> **What to work on**: Write out the records below once more, exactly and completely.

> **Information**:

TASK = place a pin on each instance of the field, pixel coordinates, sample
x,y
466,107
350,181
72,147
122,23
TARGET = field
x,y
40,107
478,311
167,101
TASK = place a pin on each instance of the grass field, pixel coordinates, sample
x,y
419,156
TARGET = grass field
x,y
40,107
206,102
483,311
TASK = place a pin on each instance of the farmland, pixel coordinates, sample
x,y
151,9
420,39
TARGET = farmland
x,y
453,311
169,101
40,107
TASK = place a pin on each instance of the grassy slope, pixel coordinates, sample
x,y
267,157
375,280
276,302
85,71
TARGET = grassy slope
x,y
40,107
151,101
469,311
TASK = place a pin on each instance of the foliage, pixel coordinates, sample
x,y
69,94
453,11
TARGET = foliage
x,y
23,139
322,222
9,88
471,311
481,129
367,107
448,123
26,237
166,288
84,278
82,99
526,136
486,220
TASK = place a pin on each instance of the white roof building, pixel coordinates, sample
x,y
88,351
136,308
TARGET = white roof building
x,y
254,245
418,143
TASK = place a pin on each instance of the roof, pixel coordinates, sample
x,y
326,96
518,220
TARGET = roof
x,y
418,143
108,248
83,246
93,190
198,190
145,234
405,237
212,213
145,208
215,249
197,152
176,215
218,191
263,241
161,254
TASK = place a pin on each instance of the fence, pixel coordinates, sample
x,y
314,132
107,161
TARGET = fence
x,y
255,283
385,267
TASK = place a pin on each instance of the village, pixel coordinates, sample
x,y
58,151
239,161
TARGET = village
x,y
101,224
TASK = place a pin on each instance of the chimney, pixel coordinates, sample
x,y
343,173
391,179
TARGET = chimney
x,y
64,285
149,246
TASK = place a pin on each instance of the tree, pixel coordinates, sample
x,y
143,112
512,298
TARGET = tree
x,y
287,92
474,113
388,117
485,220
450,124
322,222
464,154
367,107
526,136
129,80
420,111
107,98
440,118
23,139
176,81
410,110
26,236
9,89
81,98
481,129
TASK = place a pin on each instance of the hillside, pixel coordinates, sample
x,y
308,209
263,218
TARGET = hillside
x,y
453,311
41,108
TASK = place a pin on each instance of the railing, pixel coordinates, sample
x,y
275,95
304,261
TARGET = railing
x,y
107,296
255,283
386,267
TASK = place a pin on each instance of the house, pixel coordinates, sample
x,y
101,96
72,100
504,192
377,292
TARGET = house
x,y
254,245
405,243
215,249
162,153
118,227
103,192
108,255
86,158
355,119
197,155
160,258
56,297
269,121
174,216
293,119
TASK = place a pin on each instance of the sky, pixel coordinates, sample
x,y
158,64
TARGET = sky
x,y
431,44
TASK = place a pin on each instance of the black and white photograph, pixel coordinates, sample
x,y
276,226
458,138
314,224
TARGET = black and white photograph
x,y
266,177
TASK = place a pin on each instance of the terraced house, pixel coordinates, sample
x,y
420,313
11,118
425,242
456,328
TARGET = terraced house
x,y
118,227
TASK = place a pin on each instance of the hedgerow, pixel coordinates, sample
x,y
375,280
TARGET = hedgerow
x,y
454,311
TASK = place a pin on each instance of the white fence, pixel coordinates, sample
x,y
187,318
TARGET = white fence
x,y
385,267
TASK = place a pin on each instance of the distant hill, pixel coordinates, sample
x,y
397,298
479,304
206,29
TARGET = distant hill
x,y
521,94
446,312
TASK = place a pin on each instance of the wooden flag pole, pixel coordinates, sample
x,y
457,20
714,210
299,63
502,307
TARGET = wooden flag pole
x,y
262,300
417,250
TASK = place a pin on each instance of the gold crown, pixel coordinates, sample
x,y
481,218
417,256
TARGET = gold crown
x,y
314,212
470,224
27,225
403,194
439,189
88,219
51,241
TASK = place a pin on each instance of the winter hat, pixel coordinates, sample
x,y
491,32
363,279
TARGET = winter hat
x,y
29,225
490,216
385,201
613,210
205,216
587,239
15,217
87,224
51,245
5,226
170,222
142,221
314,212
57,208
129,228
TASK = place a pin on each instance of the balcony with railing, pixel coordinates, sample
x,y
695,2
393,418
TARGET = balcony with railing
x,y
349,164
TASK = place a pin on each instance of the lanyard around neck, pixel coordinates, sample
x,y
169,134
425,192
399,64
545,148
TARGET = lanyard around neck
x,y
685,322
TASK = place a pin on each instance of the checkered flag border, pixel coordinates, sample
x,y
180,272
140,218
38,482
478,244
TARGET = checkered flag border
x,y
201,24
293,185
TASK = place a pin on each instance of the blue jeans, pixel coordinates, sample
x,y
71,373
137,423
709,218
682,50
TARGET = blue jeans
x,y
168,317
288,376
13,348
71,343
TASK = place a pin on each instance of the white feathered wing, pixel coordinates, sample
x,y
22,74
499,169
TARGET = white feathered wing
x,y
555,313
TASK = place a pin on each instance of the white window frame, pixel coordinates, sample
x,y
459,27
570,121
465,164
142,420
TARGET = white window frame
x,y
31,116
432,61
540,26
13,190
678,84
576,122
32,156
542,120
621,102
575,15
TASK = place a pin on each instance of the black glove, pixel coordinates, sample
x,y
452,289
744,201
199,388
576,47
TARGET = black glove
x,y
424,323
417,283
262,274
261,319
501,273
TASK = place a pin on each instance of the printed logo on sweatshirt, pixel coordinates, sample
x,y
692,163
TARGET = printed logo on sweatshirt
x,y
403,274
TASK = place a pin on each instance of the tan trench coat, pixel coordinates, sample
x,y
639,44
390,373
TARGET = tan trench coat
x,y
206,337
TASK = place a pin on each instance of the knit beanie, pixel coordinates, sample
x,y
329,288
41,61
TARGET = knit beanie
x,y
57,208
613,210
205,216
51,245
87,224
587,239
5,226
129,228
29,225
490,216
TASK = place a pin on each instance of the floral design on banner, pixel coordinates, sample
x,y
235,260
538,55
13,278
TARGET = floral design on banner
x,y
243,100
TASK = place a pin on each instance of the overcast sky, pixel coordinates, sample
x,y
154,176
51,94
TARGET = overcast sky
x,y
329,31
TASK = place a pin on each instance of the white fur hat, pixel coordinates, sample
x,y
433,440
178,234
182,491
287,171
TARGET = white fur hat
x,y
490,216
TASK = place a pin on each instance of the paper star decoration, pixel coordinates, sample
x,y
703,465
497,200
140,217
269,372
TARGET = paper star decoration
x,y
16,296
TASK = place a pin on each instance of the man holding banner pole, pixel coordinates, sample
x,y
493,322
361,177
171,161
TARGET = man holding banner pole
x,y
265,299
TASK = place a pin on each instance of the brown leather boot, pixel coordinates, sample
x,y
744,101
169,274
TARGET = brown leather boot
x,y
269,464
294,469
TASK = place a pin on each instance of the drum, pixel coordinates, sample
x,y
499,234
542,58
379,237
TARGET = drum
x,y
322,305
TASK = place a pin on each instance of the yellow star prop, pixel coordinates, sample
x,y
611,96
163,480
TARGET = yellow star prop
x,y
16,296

> **Result for this task**:
TASK = place a pin on each instance of the field, pixel coordinates, sample
x,y
466,107
350,181
72,147
122,23
TARGET = field
x,y
40,107
478,311
167,101
TASK = place a pin on each instance of the grass field, pixel coordinates, sample
x,y
419,156
TARGET = grass field
x,y
40,107
206,102
483,311
TASK = place a pin on each instance of the farmland, pixel coordinates, sample
x,y
151,9
420,39
TARGET = farmland
x,y
453,311
169,101
40,107
TASK = place a pin on each instance of the grassy slope, pixel coordinates, sample
x,y
267,157
375,280
276,302
85,71
TARGET = grassy slope
x,y
40,107
151,101
469,311
TASK = place a pin on each instance of the foliage, pixel coordinates, sample
x,y
69,94
453,11
TARGET = foliage
x,y
23,139
322,222
9,88
471,311
481,129
367,107
448,123
26,237
166,288
84,278
82,99
526,136
486,220
TASK = place a pin on each instance of the white roof building, pixel coordinates, sample
x,y
88,351
136,308
TARGET = white roof building
x,y
254,245
418,143
TASK = place a pin on each instance of the roof, pixel coordinates, sample
x,y
326,96
518,220
TARGET = roof
x,y
418,143
108,248
83,246
93,190
198,190
145,234
405,237
212,213
145,208
215,249
197,152
176,215
218,191
263,241
161,254
TASK = place a pin on each instance of the fence, pixel coordinates, sample
x,y
314,132
107,161
TARGET = fence
x,y
255,283
385,267
TASK = place a pin on each instance of the village, pixel coordinates, sample
x,y
58,151
239,161
TARGET = village
x,y
101,224
TASK = place a pin on each instance of the chimney, pixel coordinates, sample
x,y
343,173
391,179
TARGET = chimney
x,y
64,285
149,246
TASK = place a pin on each instance of the tree, pixel coordinates, sample
x,y
143,112
512,298
TARGET = tree
x,y
287,92
474,113
388,117
485,220
450,124
322,222
464,154
367,107
526,136
129,80
420,111
107,98
440,118
23,139
176,81
410,110
26,236
9,89
81,98
481,129
TASK = place a pin on each instance of the hillside, pixel coordinates, sample
x,y
308,209
263,218
TARGET = hillside
x,y
453,311
41,108
TASK = place a pin on each instance of the railing, pixel coordinates, sample
x,y
275,95
304,261
TARGET = railing
x,y
107,296
255,283
386,267
TASK = place a pin on each instance of the house, pixel coordinates, sample
x,y
101,96
72,100
504,192
377,292
TARGET = house
x,y
254,245
405,243
215,249
162,153
118,227
103,192
108,255
86,158
355,119
197,155
160,258
56,297
269,121
174,216
293,119
TASK = place a pin on each instance of the sky, pixel coordinates, sample
x,y
158,64
TARGET = sky
x,y
431,44
TASK = place a pin on each instance of the black and white photograph, pixel coordinates, sample
x,y
276,226
458,138
314,224
TARGET = black and white photograph
x,y
266,177
TASK = place a pin on each instance of the terraced house, pixel coordinates, sample
x,y
420,313
11,118
425,242
456,328
TARGET = terraced house
x,y
118,227
TASK = place a pin on each instance of the hedgerow, pixel coordinates, sample
x,y
375,280
TARGET = hedgerow
x,y
454,311
TASK = place a pin on each instance of the white fence, pixel coordinates, sample
x,y
187,318
TARGET = white fence
x,y
385,267
TASK = place a pin on each instance of the distant hill, pixel coordinates, sample
x,y
397,298
479,304
206,29
TARGET = distant hill
x,y
521,94
446,312
TASK = place a pin on each instance of the wooden flag pole, pixel coordinates, sample
x,y
457,20
714,210
299,63
502,307
TARGET = wooden flag pole
x,y
262,300
417,250
TASK = place a pin on each instance of the gold crown, pixel coordinates, sample
x,y
481,218
417,256
TARGET = gold crown
x,y
314,212
470,224
27,225
403,194
439,189
88,219
51,241
TASK = place a pin on each instance of the winter hat, pixel coordinates, sample
x,y
491,32
363,279
TARGET = winter hat
x,y
29,225
490,216
385,201
613,210
205,216
587,239
15,217
87,224
51,245
5,226
170,222
142,221
314,212
57,208
129,228
TASK = place a pin on each instance of the balcony with railing, pixel coordinates, sample
x,y
695,2
393,418
TARGET = balcony with railing
x,y
349,164
TASK = place a pin on each instance of the lanyard around neck, pixel coordinates, sample
x,y
169,134
425,192
399,64
545,148
TARGET = lanyard around neck
x,y
685,322
TASK = place a pin on each instance of the checkered flag border, pixel coordinates, sample
x,y
180,272
140,218
38,482
478,244
TARGET = checkered flag border
x,y
201,24
293,185
TASK = place a pin on each instance of the blue jeans, pixel coordinates, sample
x,y
71,373
137,423
709,218
682,50
TARGET = blue jeans
x,y
168,317
288,376
13,348
71,343
TASK = place a pin on each instance of the white feathered wing, pixel coordinates, sample
x,y
22,74
499,169
TARGET = white feathered wing
x,y
555,313
TASK = place a pin on each instance of the white window frame, pixel coordinates, sample
x,y
459,27
570,121
465,164
142,420
TARGET = white window frame
x,y
31,116
432,61
540,26
13,190
678,84
576,122
32,156
542,120
621,102
575,15
TASK = place a pin on each instance of the black glove, pixel coordinates, sample
x,y
452,289
744,201
199,388
576,47
TARGET = black glove
x,y
424,323
417,283
262,274
261,319
501,273
TASK = place a pin on each instance of the printed logo on sweatshirt, pixel coordinates, sample
x,y
692,163
TARGET = printed logo on sweatshirt
x,y
403,274
TASK = place a pin on each instance of the tan trench coat, pixel coordinates, sample
x,y
639,44
390,373
TARGET = tan trench coat
x,y
206,337
TASK = place a pin on each instance of the knit beanie, pixel coordinates, sample
x,y
329,288
41,61
TARGET = knit beanie
x,y
57,208
613,210
205,216
51,245
87,224
587,239
5,226
129,228
29,225
490,216
TASK = place a pin on each instance of the floral design on banner, pixel coordinates, sample
x,y
235,260
538,55
13,278
TARGET = floral design on banner
x,y
243,100
TASK = place a pin on each instance of the overcast sky, pixel coordinates, sample
x,y
154,176
51,94
TARGET = overcast sky
x,y
329,31
TASK = place a pin on each instance of the white fur hat, pixel coordinates, sample
x,y
433,440
178,234
182,491
287,171
TARGET = white fur hat
x,y
490,216
TASK = place a pin on each instance of the paper star decoration, pixel coordinates, sample
x,y
703,465
497,200
140,217
269,372
TARGET = paper star decoration
x,y
16,296
TASK = place a pin on each instance of the man holding banner pole, pixel coordinates, sample
x,y
493,322
361,177
171,161
TARGET = man holding banner pole
x,y
265,299
TASK = place a pin on each instance of the brown leather boot, pixel coordinates, sample
x,y
744,101
169,274
TARGET = brown leather boot
x,y
269,464
294,469
TASK = place a pin on each instance of the drum, pixel coordinates, sample
x,y
499,234
542,58
379,237
TARGET = drum
x,y
322,305
TASK = place a pin on each instance of the yellow star prop, pixel coordinates, sample
x,y
611,96
163,480
TARGET = yellow star prop
x,y
16,296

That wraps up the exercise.